Short problem -> Return every line of the listing below that contains the word "with". Copy each such line in full and keep the order in which the lines appear.

Data supplied ->
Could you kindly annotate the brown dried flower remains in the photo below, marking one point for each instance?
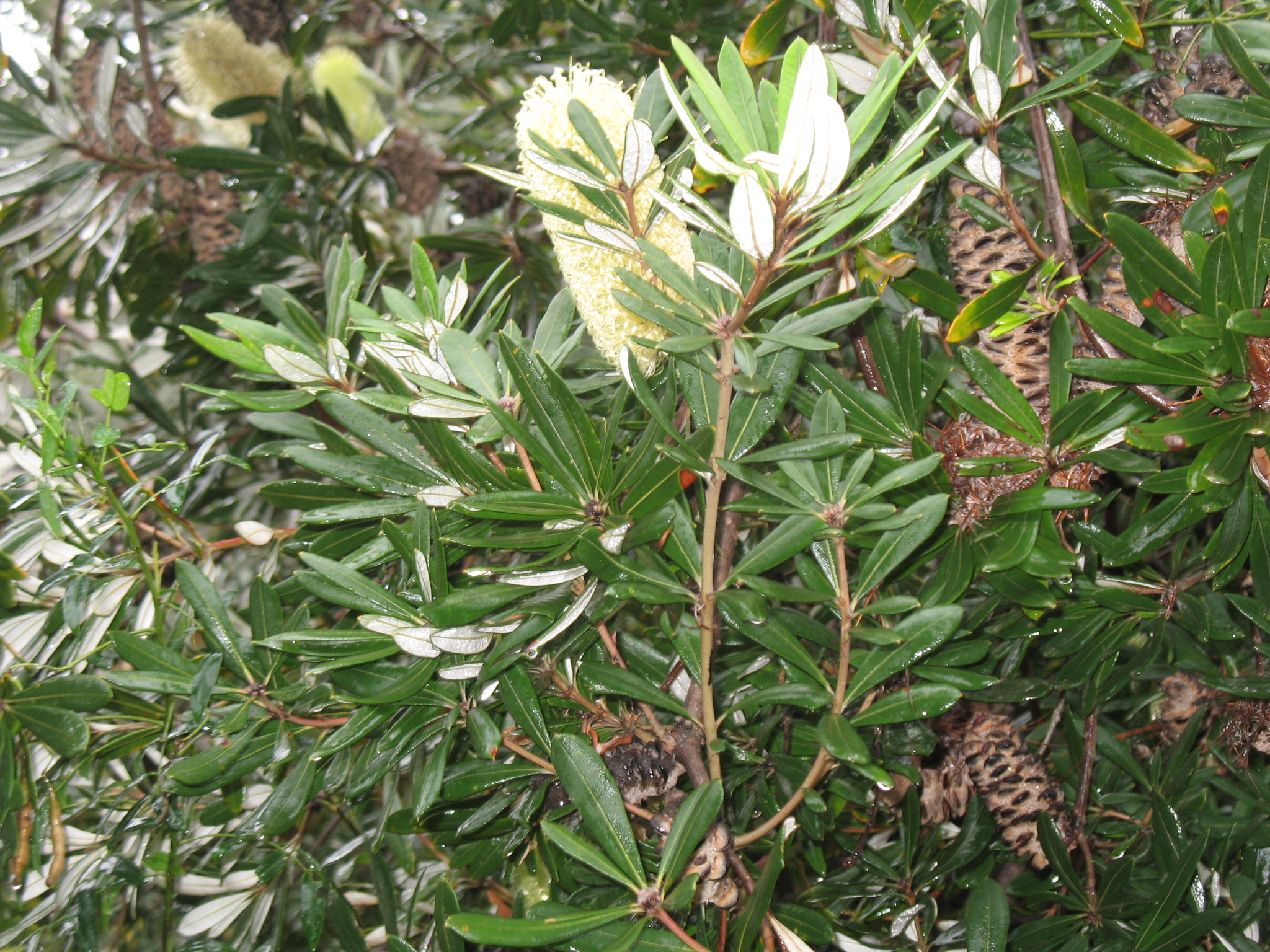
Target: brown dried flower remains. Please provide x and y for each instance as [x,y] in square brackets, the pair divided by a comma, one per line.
[982,753]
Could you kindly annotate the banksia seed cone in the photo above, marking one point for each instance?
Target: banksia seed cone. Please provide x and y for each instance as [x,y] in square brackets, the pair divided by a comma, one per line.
[413,165]
[210,227]
[946,787]
[339,71]
[260,20]
[590,271]
[710,862]
[1023,353]
[215,64]
[1014,783]
[643,771]
[1185,695]
[973,496]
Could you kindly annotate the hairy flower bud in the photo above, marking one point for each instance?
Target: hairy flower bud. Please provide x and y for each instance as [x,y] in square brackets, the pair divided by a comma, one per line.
[590,271]
[339,71]
[214,64]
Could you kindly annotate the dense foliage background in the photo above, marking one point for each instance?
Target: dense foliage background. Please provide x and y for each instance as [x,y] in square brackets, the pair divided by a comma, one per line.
[802,488]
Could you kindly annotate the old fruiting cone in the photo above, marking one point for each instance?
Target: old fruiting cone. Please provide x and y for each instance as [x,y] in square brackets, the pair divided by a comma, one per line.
[590,270]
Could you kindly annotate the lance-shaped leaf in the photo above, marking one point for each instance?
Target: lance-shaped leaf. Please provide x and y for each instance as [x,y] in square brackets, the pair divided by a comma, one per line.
[208,606]
[487,930]
[991,306]
[694,818]
[1123,127]
[897,545]
[578,848]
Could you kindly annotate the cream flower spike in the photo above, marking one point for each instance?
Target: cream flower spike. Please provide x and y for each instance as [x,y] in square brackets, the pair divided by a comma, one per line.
[590,270]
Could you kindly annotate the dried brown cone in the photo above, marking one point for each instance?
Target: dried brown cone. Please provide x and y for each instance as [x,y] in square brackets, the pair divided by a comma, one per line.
[1246,729]
[122,139]
[413,167]
[1185,696]
[973,496]
[260,20]
[1015,785]
[710,862]
[975,252]
[1175,64]
[210,227]
[946,786]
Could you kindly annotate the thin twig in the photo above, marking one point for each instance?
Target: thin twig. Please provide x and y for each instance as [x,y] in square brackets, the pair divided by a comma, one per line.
[521,752]
[668,922]
[528,466]
[1057,215]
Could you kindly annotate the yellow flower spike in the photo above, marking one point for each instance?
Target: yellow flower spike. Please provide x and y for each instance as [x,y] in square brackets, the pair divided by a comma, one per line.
[214,64]
[342,73]
[590,271]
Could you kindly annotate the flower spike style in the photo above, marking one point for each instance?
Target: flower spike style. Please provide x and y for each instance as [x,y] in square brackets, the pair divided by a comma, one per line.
[590,260]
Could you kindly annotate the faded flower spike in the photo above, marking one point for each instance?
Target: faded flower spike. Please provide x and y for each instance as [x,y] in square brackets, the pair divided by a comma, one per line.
[591,259]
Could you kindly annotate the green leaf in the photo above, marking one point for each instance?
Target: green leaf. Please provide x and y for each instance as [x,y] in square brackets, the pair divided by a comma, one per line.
[785,541]
[1121,20]
[778,639]
[923,631]
[1219,111]
[763,33]
[987,917]
[578,848]
[115,391]
[1071,169]
[1124,128]
[63,730]
[587,126]
[356,589]
[988,307]
[710,99]
[213,615]
[841,741]
[1173,886]
[483,928]
[799,695]
[71,692]
[1057,852]
[898,545]
[695,816]
[1029,500]
[283,806]
[611,679]
[933,291]
[748,923]
[592,787]
[233,351]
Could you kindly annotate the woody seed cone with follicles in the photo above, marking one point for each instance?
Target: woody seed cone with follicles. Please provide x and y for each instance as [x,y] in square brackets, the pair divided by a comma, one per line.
[590,271]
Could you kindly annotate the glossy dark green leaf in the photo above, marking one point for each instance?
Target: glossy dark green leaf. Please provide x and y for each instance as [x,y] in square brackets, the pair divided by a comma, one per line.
[63,730]
[917,703]
[592,787]
[987,918]
[696,814]
[991,306]
[1124,128]
[213,615]
[611,679]
[71,692]
[483,928]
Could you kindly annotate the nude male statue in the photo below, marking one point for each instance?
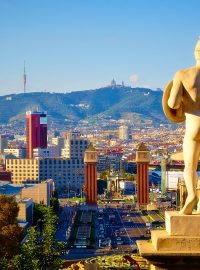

Finished answer ->
Could you kindly annotate the woody seed cone with follicles in the photo above, marking one point for each instance?
Target: woody seed cone with follicles. Please provide x and y for each instance as [x,y] in square brackets, the pair divided by a comma, one per line.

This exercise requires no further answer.